* EXERCISE INSTRUCTIONS
Rewrite the listing below as a numbered list, one line per item, and omit any blank lines.

──────── MATERIAL PROVIDED

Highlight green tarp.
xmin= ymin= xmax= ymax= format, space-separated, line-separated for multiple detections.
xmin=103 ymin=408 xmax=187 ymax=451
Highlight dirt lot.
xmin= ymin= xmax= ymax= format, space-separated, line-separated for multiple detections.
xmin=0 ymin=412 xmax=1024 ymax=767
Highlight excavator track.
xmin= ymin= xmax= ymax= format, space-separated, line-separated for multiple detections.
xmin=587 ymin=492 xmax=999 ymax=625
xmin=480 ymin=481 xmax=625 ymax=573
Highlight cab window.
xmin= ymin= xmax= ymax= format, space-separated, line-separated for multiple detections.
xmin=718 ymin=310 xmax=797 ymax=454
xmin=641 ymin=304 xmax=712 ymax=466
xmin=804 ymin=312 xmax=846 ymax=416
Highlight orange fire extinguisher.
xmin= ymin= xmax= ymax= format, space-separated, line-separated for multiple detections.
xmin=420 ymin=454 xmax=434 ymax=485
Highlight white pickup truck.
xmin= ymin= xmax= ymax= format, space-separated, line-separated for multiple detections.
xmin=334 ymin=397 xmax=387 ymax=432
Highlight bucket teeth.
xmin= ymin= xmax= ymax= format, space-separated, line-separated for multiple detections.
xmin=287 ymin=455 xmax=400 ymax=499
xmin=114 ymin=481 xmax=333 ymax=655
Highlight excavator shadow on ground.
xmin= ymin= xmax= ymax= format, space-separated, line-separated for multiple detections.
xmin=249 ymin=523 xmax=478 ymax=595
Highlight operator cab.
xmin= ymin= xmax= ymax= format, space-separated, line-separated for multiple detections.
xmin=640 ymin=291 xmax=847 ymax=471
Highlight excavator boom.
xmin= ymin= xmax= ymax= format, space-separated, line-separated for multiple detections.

────────────────

* EXERCISE RESULT
1. Highlight green tarp.
2. xmin= ymin= xmax= ymax= format, space-separated, line-separated for multiple detections.
3. xmin=103 ymin=408 xmax=187 ymax=451
4. Highlight dirt lot.
5. xmin= ymin= xmax= ymax= format, space-separated, line-separated for multiple detections.
6. xmin=0 ymin=412 xmax=1024 ymax=767
7. Highlight excavator track.
8. xmin= ymin= xmax= ymax= format, space-separated, line-separated for multiple detections.
9. xmin=587 ymin=492 xmax=999 ymax=625
10. xmin=480 ymin=481 xmax=625 ymax=573
11. Highlight cab window.
12. xmin= ymin= xmax= ymax= format, space-separated, line-separated for multiple detections.
13. xmin=718 ymin=310 xmax=797 ymax=454
14. xmin=641 ymin=304 xmax=712 ymax=466
15. xmin=804 ymin=312 xmax=846 ymax=416
16. Highlight orange fire extinguisher.
17. xmin= ymin= xmax= ymax= format, space-separated, line-separated for multiple detections.
18. xmin=420 ymin=454 xmax=434 ymax=485
19. Highlight white pickup truck.
20. xmin= ymin= xmax= ymax= format, space-separated, line-separated for multiple detections.
21. xmin=334 ymin=397 xmax=387 ymax=432
22. Highlight bucket teeth.
23. xmin= ymin= xmax= ymax= format, space-separated, line-separated for multiple detections.
24. xmin=287 ymin=455 xmax=400 ymax=499
25. xmin=114 ymin=481 xmax=333 ymax=655
26. Highlight excavator shadow on ground.
27. xmin= ymin= xmax= ymax= format, space-separated, line-separated for multiple detections.
28. xmin=249 ymin=523 xmax=478 ymax=595
29. Highlight operator cab.
30. xmin= ymin= xmax= ymax= format, space-separated, line-separated for multiple detections.
31. xmin=640 ymin=291 xmax=847 ymax=471
32. Highlight excavator boom.
33. xmin= ymin= xmax= ymax= format, space-separated, line-separated for multiple detections.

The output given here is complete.